═════ Information given ═════

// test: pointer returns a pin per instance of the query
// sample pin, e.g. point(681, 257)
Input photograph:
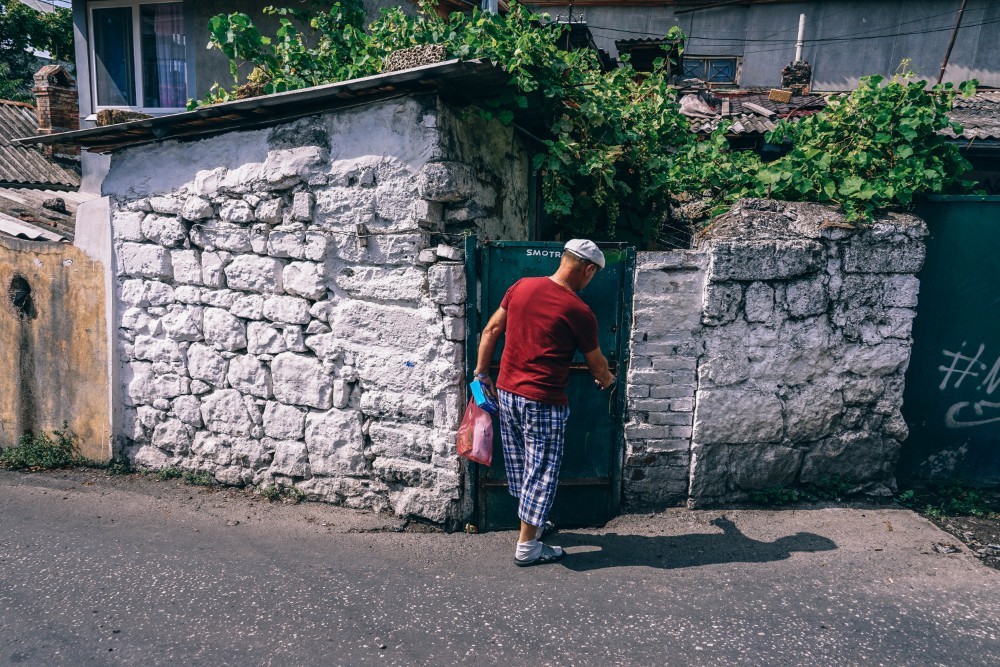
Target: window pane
point(693, 68)
point(722, 71)
point(113, 57)
point(164, 70)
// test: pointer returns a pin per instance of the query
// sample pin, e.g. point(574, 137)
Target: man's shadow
point(676, 551)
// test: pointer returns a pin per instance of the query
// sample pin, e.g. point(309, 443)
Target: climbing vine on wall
point(618, 151)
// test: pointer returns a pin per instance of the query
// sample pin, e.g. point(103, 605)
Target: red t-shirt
point(546, 323)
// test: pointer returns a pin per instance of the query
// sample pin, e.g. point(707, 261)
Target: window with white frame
point(137, 55)
point(714, 70)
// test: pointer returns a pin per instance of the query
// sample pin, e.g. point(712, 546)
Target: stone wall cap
point(770, 219)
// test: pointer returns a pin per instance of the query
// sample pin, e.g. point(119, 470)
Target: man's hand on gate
point(605, 382)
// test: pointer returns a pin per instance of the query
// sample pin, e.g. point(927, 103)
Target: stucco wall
point(53, 356)
point(791, 333)
point(292, 301)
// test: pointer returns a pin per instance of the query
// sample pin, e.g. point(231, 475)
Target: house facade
point(747, 43)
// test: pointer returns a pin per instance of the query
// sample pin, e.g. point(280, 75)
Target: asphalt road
point(136, 571)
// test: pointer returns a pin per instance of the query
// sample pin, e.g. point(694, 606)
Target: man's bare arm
point(488, 342)
point(598, 366)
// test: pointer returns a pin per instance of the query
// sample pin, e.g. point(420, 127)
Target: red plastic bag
point(475, 435)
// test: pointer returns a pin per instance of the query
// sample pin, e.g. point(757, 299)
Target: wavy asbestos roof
point(24, 166)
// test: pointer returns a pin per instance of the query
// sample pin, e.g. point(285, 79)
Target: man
point(545, 322)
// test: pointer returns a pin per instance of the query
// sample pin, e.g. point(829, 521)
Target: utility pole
point(951, 42)
point(801, 39)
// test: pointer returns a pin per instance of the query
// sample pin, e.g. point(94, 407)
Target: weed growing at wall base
point(43, 452)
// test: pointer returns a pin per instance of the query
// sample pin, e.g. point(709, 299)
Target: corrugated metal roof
point(468, 79)
point(24, 165)
point(26, 207)
point(978, 115)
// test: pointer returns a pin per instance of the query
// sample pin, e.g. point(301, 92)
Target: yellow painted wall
point(54, 362)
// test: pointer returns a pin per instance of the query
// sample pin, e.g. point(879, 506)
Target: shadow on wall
point(676, 551)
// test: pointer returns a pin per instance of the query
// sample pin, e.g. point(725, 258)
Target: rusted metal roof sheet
point(24, 165)
point(35, 214)
point(472, 79)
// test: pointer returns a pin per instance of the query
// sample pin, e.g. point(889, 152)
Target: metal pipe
point(802, 36)
point(951, 42)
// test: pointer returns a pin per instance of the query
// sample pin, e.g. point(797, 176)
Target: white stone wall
point(790, 333)
point(291, 304)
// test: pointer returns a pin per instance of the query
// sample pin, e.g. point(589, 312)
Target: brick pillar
point(797, 77)
point(56, 102)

═════

Could you echo back the items word for word, from the very start through the line containing "point(292, 301)", with both ends included? Leave the pictures out of your answer.

• **Correct result**:
// test: pointer returns a pin per instance of the query
// sample pin, e.g. point(681, 257)
Input photograph:
Target: window pane
point(693, 68)
point(722, 71)
point(113, 57)
point(164, 70)
// test: pointer returns a pin per instance of the query
// sample pin, e.g. point(574, 137)
Target: man's shadow
point(676, 551)
// test: pointer returns a pin per instance of the query
// sample pin, e.g. point(309, 443)
Target: climbing vine on wall
point(618, 151)
// test: pointer returns a pin per instance of the query
// sample pin, e.g. point(103, 605)
Target: red t-shirt
point(546, 323)
// test: pointer returns a pin per instance of the query
// sample pin, e.g. point(707, 261)
Target: window with white frame
point(137, 55)
point(714, 70)
// test: pointer returns a pin per instance of the query
// sample pin, e.g. point(712, 546)
Target: stone wall cap
point(770, 219)
// test: pointer returns a pin per instance of the query
// sample pin, e.g. point(119, 470)
Target: man's hand on gate
point(605, 382)
// test: pointer returns a pin per instance of the query
// sample pin, e.g. point(927, 103)
Target: stucco wall
point(53, 356)
point(791, 333)
point(292, 301)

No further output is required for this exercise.